=== Section Start ===
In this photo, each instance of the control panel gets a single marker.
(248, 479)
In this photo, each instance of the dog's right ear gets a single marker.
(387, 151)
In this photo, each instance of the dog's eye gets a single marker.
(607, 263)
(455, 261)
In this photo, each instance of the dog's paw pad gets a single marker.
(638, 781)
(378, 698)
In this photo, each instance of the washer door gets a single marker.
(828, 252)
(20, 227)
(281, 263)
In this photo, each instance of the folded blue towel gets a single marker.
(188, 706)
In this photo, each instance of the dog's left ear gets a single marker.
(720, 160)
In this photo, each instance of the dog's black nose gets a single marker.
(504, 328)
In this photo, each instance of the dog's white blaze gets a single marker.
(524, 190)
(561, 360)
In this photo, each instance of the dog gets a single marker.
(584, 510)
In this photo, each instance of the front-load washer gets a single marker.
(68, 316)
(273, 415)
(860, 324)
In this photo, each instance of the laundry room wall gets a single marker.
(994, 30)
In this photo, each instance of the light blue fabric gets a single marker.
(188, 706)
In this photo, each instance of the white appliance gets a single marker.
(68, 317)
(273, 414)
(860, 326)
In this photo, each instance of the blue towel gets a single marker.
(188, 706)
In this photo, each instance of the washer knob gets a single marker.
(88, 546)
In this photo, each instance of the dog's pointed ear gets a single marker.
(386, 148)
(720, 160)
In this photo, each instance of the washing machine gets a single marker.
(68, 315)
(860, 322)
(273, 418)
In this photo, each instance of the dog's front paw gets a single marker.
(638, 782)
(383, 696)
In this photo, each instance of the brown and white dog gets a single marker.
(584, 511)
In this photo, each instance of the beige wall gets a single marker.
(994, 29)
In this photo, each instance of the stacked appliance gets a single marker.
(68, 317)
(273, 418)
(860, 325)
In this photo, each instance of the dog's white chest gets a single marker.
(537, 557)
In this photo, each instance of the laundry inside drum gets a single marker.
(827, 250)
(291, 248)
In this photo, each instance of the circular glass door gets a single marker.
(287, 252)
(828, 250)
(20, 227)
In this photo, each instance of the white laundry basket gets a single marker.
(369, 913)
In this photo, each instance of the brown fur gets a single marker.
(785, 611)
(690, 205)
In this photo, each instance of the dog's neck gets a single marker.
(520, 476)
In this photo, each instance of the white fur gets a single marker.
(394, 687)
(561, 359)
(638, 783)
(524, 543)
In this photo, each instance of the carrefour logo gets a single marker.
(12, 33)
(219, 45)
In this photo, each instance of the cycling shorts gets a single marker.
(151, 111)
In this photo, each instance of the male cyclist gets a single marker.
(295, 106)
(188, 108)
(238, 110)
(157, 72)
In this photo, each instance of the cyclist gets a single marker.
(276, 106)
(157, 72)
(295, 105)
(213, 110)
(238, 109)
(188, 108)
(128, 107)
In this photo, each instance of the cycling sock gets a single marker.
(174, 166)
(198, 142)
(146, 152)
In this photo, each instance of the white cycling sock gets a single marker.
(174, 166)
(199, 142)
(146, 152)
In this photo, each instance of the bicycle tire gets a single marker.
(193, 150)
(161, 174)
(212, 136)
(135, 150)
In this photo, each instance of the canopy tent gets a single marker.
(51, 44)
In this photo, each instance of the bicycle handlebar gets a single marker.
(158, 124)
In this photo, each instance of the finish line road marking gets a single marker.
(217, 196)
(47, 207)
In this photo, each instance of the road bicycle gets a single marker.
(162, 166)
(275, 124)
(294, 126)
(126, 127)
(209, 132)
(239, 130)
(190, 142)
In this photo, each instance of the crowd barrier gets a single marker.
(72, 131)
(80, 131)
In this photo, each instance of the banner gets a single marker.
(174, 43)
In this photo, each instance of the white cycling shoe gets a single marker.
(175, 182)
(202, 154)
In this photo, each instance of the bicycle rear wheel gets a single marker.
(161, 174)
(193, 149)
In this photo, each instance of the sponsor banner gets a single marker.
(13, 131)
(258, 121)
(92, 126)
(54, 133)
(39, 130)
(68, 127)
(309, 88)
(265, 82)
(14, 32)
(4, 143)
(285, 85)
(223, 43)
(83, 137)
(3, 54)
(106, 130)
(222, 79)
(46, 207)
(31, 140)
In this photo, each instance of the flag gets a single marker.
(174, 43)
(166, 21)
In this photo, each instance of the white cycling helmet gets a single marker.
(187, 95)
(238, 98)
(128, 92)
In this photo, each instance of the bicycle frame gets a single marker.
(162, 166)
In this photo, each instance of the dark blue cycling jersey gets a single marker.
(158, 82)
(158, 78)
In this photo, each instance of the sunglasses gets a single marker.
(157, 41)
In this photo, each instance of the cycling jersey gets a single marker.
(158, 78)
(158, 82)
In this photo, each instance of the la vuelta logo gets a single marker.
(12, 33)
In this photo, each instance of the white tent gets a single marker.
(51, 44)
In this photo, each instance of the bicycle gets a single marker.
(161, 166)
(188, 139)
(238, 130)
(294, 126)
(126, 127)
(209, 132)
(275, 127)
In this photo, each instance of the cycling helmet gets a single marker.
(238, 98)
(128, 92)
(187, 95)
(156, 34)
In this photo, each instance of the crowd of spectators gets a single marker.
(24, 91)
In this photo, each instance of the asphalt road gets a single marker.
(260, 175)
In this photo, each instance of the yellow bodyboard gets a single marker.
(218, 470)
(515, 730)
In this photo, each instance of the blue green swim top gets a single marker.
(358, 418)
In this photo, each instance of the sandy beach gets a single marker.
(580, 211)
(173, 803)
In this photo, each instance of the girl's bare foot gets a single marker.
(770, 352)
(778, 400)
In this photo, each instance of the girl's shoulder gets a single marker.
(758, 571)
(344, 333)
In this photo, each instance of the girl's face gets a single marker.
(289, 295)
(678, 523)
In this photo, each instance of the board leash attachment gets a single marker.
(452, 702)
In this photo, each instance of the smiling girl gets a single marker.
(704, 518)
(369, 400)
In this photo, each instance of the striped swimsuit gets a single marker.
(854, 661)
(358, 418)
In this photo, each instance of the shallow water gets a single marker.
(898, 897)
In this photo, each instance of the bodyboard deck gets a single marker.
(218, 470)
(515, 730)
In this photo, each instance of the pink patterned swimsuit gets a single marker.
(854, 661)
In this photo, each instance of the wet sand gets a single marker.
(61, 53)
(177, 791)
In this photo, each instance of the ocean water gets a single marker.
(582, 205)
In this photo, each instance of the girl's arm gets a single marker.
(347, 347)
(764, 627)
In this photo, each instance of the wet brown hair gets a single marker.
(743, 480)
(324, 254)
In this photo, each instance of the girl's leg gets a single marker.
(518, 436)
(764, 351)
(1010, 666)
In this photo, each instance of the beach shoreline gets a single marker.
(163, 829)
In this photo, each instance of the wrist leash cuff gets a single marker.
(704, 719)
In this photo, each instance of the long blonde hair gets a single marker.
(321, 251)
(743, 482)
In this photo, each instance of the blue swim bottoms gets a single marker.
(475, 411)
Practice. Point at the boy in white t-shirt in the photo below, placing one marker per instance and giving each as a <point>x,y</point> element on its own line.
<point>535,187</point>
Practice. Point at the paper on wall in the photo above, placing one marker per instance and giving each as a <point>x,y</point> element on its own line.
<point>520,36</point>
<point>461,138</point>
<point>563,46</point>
=== Section End ===
**Activity:** Each record above should be set down again in its exact wording.

**Output for this exercise:**
In this photo, each instance of the control panel gets a single marker.
(248, 479)
In this photo, each instance of the dog's right ear gets a single marker.
(387, 151)
In this photo, each instance of the dog's eye gets a single marker.
(607, 263)
(455, 261)
In this photo, each instance of the dog's paw pad gets a single marker.
(638, 781)
(378, 698)
In this photo, each instance of the washer door gets a single marker.
(828, 252)
(20, 227)
(281, 263)
In this photo, each instance of the folded blue towel gets a single marker.
(188, 706)
In this photo, each instance of the dog's left ear gets a single marker.
(720, 160)
In this photo, each instance of the dog's black nose gets a single marker.
(504, 328)
In this photo, each instance of the dog's white blaze gets a single marker.
(524, 190)
(561, 360)
In this photo, each instance of the dog gets a single marker.
(584, 510)
In this photo, each instance of the front-load washer gets a single marker.
(68, 316)
(273, 415)
(860, 324)
In this photo, each instance of the laundry room wall gets a single marker.
(994, 30)
In this photo, each instance of the light blue fabric gets a single marker.
(188, 706)
In this photo, each instance of the white appliance gets a single marker.
(68, 317)
(273, 414)
(860, 326)
In this photo, each instance of the blue towel gets a single marker.
(188, 706)
In this photo, each instance of the washer knob gets a single marker.
(88, 546)
In this photo, each instance of the dog's pointed ear gets a single marker.
(386, 148)
(720, 160)
In this photo, each instance of the washing machine gets a single marker.
(68, 315)
(860, 322)
(273, 418)
In this photo, each instance of the dog's front paw gets a single marker.
(638, 782)
(383, 696)
In this photo, each instance of the brown and white dog gets a single marker.
(584, 511)
In this photo, each instance of the beige wall gets a single marker.
(994, 29)
In this photo, each instance of the stacked appliance gets a single marker.
(68, 317)
(273, 418)
(860, 325)
In this photo, each instance of the dog's white chest gets a single marker.
(537, 557)
In this photo, each instance of the laundry inside drum gets a single marker.
(827, 250)
(291, 248)
In this photo, each instance of the circular glass door gets a single marker.
(287, 252)
(828, 250)
(20, 227)
In this photo, each instance of the white laundry basket gets a single marker.
(369, 913)
In this photo, each instance of the brown fur gets a single marker.
(785, 611)
(690, 205)
In this photo, each instance of the dog's neck gets a single marker.
(520, 476)
In this photo, each instance of the white fur gets a single marker.
(394, 687)
(561, 359)
(638, 783)
(524, 543)
In this photo, each instance of the carrefour logo gets a single marker.
(12, 33)
(219, 45)
In this photo, each instance of the cycling shorts gets a single marker.
(151, 111)
In this photo, each instance of the male cyclist gets a single marker.
(295, 106)
(188, 108)
(238, 110)
(157, 72)
In this photo, each instance of the cyclist gets a single marker.
(276, 106)
(157, 72)
(295, 105)
(213, 110)
(238, 109)
(188, 108)
(128, 107)
In this photo, each instance of the cycling sock gets a single marker.
(174, 166)
(198, 142)
(146, 152)
In this photo, each instance of the white cycling sock gets a single marker.
(174, 166)
(199, 142)
(146, 152)
In this photo, each instance of the bicycle tire gets a single marker.
(193, 150)
(161, 174)
(212, 136)
(135, 150)
In this photo, each instance of the canopy tent gets a single marker.
(51, 44)
In this photo, each instance of the bicycle handlebar gets a single marker.
(158, 124)
In this photo, each instance of the finish line road marking gets a single marker.
(217, 196)
(47, 207)
In this photo, each instance of the road bicycle gets a single marker.
(162, 166)
(275, 124)
(294, 126)
(126, 127)
(209, 132)
(239, 130)
(190, 142)
In this photo, each instance of the crowd barrier gets a single marker.
(72, 131)
(80, 131)
In this photo, each instance of the banner gets a single marker.
(174, 43)
In this photo, each instance of the white cycling shoe gets a single marker.
(175, 182)
(202, 154)
In this photo, each instance of the bicycle rear wheel gets a single marker.
(161, 174)
(193, 149)
In this photo, each instance of the sponsor banner gets a single marker.
(13, 131)
(258, 121)
(92, 126)
(54, 133)
(39, 130)
(68, 127)
(309, 88)
(265, 82)
(14, 32)
(4, 143)
(285, 85)
(223, 43)
(83, 137)
(3, 54)
(106, 130)
(222, 79)
(46, 207)
(31, 140)
In this photo, each instance of the flag gets a single marker.
(174, 43)
(166, 21)
In this photo, each instance of the white cycling helmet gets a single marker.
(187, 95)
(238, 98)
(128, 92)
In this photo, each instance of the bicycle frame gets a single marker.
(162, 166)
In this photo, each instance of the dark blue cycling jersey gets a single marker.
(158, 82)
(158, 78)
In this photo, each instance of the sunglasses gets a single marker.
(157, 41)
In this photo, each instance of the cycling jersey gets a single marker.
(158, 78)
(158, 82)
In this photo, each instance of the la vuelta logo gets a single marker.
(12, 33)
In this photo, each instance of the white tent gets a single marker.
(51, 44)
In this photo, each instance of the bicycle gets a single marker.
(161, 166)
(188, 139)
(238, 130)
(294, 126)
(126, 127)
(209, 132)
(275, 127)
In this photo, each instance of the cycling helmet gets a single marker.
(238, 98)
(128, 92)
(187, 95)
(156, 34)
In this photo, each instance of the crowd of spectators gets a single marker.
(24, 91)
In this photo, each instance of the asphalt road gets a single marker.
(260, 175)
In this photo, each instance of the yellow bodyboard gets a single marker.
(218, 470)
(515, 730)
In this photo, each instance of the blue green swim top gets a single marker.
(358, 418)
In this photo, each instance of the sandy beach gets a single marker.
(580, 211)
(173, 803)
In this photo, each instance of the girl's bare foot gets a single marker.
(770, 352)
(778, 400)
In this photo, each instance of the girl's shoulder gets a single marker.
(758, 571)
(344, 333)
In this photo, each instance of the girl's face gets a single marker.
(289, 295)
(678, 523)
In this photo, each instance of the board leash attachment gets a single marker.
(452, 702)
In this photo, each instance of the smiling girl gets a single marker.
(704, 518)
(369, 400)
In this photo, each instance of the striped swimsuit gets a single marker.
(854, 661)
(358, 418)
In this photo, each instance of the shallow water gets a single marker.
(898, 897)
In this photo, each instance of the bodyboard deck gets a single marker.
(218, 470)
(515, 730)
In this photo, each instance of the pink patterned swimsuit gets a single marker.
(854, 661)
In this photo, each instance of the wet sand gets a single marker.
(61, 53)
(177, 791)
In this photo, each instance of the ocean water gets a single marker.
(582, 205)
In this photo, each instance of the girl's arm gets a single marker.
(347, 347)
(764, 627)
In this photo, each instance of the wet brown hair gets a single marker.
(743, 480)
(324, 254)
In this photo, each instance of the girl's leg gets a single marker.
(518, 436)
(764, 351)
(1010, 666)
In this photo, each instance of the beach shoreline gets a single marker.
(163, 829)
In this photo, each instance of the wrist leash cuff gets a single marker.
(704, 719)
In this photo, each instance of the long blonde hair gets a single marker.
(321, 251)
(743, 482)
In this photo, each instance of the blue swim bottoms gets a single marker.
(475, 411)
Practice. Point at the boy in white t-shirt in the photo below, placing one marker per instance and giving each as a <point>x,y</point> element on its own line.
<point>535,187</point>
Practice. Point at the paper on wall in the photo above, placing one marker per instance and giving each as a <point>x,y</point> element on its own line.
<point>520,36</point>
<point>461,138</point>
<point>563,46</point>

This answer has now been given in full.